> Task details:
Write out, word for word, every line from the one containing "# Target: rolled-up sleeve" through the last line of the records below, both ends included.

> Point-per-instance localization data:
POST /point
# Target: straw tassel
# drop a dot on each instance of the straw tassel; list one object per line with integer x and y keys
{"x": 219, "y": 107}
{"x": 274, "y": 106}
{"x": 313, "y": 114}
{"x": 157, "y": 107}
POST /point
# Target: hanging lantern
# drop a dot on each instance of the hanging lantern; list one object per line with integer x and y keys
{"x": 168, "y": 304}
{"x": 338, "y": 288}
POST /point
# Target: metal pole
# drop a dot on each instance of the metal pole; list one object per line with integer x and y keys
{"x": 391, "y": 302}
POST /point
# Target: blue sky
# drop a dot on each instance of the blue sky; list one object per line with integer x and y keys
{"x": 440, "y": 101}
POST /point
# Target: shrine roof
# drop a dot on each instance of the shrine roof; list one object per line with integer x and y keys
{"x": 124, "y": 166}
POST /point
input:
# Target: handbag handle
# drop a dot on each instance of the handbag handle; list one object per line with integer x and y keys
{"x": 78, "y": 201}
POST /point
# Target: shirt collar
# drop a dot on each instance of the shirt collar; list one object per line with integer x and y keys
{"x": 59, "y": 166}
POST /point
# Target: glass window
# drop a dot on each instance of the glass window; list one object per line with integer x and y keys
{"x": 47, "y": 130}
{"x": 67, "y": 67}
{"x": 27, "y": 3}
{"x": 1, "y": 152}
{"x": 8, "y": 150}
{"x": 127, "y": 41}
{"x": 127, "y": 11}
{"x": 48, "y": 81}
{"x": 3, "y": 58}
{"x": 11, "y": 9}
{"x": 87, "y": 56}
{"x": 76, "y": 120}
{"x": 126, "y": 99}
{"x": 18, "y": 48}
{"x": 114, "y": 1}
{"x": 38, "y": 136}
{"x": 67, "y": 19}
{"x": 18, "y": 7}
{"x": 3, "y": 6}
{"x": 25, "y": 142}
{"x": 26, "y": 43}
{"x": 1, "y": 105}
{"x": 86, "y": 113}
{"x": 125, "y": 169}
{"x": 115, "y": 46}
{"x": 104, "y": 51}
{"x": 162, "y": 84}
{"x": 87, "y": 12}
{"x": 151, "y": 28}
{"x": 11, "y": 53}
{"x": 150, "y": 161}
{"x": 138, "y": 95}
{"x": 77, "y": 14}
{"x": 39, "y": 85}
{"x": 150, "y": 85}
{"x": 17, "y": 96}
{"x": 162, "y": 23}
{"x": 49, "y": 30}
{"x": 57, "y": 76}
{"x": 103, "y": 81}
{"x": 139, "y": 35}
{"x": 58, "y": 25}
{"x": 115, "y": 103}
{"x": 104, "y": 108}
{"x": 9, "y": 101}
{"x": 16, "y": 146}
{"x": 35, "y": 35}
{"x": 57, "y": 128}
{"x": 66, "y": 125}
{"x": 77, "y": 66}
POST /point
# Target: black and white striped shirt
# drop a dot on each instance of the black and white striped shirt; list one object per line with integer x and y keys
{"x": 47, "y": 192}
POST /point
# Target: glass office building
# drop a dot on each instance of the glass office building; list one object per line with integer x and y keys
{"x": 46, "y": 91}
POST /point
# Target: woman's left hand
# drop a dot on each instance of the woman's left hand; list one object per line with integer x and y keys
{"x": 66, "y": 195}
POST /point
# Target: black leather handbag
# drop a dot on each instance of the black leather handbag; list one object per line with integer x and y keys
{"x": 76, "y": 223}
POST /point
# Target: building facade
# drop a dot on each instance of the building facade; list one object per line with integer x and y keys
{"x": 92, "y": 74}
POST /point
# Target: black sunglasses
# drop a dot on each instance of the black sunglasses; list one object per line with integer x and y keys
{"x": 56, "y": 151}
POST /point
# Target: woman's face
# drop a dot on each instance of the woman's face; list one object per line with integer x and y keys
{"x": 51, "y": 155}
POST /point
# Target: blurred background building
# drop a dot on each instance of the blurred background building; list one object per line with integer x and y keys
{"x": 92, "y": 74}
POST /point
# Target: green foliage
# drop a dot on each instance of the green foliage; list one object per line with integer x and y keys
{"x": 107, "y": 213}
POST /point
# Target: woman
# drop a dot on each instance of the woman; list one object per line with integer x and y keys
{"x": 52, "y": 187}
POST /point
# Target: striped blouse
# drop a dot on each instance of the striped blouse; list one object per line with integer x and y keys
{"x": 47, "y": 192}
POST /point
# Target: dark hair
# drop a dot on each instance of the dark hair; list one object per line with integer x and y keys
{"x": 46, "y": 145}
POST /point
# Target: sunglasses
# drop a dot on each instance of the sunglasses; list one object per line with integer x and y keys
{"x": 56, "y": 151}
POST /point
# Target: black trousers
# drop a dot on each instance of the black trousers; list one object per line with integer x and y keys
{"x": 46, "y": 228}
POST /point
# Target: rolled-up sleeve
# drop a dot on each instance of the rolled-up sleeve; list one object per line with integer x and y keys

> Answer area:
# Target: rolled-up sleeve
# drop a dot on each instance of the rolled-up sleeve; list one object per line with integer x and y keys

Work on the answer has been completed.